Testo di lettura:
E — Ultra, evoca congiunzioni che vanno oltre sé. Aderire e più in là. Si svuota il "tuo" senso del mondo, per inseguire fili, suoni, si arriva dove non si sperimenta ma si partecipa allo svuotamento. Insieme, i corpi diventano incavi per accogliere corpi, si trasformano in forti bastioni per difendere/ci, si "afflosciano" fragili per consentire il sostegno, insieme. Precisa se perdi rigidità arriva la musica, e — oltre. Non riesce a star fermo segui i movimenti di scena ma non lo sai. Congiunzione per aderire che trapassa l’è che vuole affermare. Destabilizzati i sensi fluiscono in una danza priva di sé. Non trovo ci sia esibizione di stile ma preciso rigore. Straordinario sono ancora in movimento, sento fili che tirano per farsi seguire. Grazie. (marialuigia)

Il cantastorie che svela
Come matrioscha la vita di ognuno contiene altre vite. Parla di eventi brutali, dell’eccidio delle fosse Ardeatine la "Radio Clandestina" di Celestino Ascanio eppure la semplicità con la quale le cose vengono narrate fa pensare che possa essere una storia a lieto fine. Lo sai cosa è accaduto ma la bravura di Ascanio lo fa dimenticare, storia narrata cogliendo i racconti di madri, sorelle, padri fratelli, mariti, mogli. Storie narrate da chi quei corpi li ha cercati e trovati privi di vita. Mai retorico(il rischio era fortissimo) Ascanio ci commuove con dolcezza, ci fa sorridere su ciò che la storia non può dire. 335 uomini , non mandria indistinta è stata uccisa, e il cantastorie svela questa umanità che contiene anche altre vite. Una domanda rimane sospesa : i figli, le mogli…che fine hanno fatto? Come hanno vissuto?. E’ delicato Celestino nel toccare vite private ed eventi che fanno la storia, svelando bugie. (marialuigia)

Materiale fornito:

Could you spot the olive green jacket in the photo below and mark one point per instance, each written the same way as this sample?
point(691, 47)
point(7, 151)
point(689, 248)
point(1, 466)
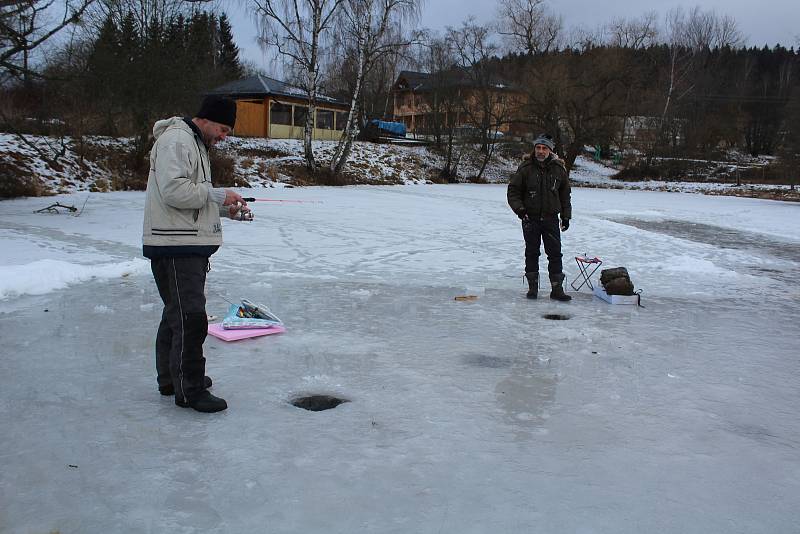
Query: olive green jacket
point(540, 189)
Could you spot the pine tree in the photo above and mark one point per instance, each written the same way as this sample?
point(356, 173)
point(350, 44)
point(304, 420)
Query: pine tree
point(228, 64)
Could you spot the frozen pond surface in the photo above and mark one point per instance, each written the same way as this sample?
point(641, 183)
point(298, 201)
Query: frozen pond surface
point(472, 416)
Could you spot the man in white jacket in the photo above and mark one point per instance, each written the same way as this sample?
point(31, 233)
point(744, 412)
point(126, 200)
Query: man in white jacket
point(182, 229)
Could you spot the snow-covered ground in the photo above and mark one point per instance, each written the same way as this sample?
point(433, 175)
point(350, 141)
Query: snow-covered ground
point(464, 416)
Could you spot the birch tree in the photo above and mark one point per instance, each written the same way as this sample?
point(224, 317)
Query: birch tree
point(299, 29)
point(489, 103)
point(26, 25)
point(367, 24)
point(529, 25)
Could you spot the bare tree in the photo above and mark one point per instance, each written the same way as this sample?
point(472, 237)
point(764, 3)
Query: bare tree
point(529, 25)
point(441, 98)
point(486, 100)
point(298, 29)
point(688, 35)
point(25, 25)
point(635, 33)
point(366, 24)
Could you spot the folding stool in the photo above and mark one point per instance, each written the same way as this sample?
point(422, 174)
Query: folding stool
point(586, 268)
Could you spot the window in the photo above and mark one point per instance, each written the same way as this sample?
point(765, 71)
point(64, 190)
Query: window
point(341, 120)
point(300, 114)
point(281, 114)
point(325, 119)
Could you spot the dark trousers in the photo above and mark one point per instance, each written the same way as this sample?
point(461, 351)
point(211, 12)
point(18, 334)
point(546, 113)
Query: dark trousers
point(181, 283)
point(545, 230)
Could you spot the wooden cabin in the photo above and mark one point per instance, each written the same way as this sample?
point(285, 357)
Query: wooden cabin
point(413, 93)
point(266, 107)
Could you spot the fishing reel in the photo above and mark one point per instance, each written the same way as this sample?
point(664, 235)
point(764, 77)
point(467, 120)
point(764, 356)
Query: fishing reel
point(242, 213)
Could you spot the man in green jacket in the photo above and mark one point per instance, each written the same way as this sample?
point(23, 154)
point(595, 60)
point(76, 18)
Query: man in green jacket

Istruzioni di lavoro:
A) Ricopia il testo di lettura da "E — Ultra, evoca" fino a "seguire. Grazie. (marialuigia)" incluso, chiamando "melodia" ciò che lì si chiama "musica".
B) Secondo il testo di lettura, di quale eccidio parla "Radio Clandestina"?

Esercizio svolto:
A)
E — Ultra, evoca congiunzioni che vanno oltre sé. Aderire e più in là. Si svuota il "tuo" senso del mondo, per inseguire fili, suoni, si arriva dove non si sperimenta ma si partecipa allo svuotamento. Insieme, i corpi diventano incavi per accogliere corpi, si trasformano in forti bastioni per difendere/ci, si "afflosciano" fragili per consentire il sostegno, insieme. Precisa se perdi rigidità arriva la melodia, e — oltre. Non riesce a star fermo segui i movimenti di scena ma non lo sai. Congiunzione per aderire che trapassa l’è che vuole affermare. Destabilizzati i sensi fluiscono in una danza priva di sé. Non trovo ci sia esibizione di stile ma preciso rigore. Straordinario sono ancora in movimento, sento fili che tirano per farsi seguire. Grazie. (marialuigia)

B) Dell'eccidio delle fosse Ardeatine.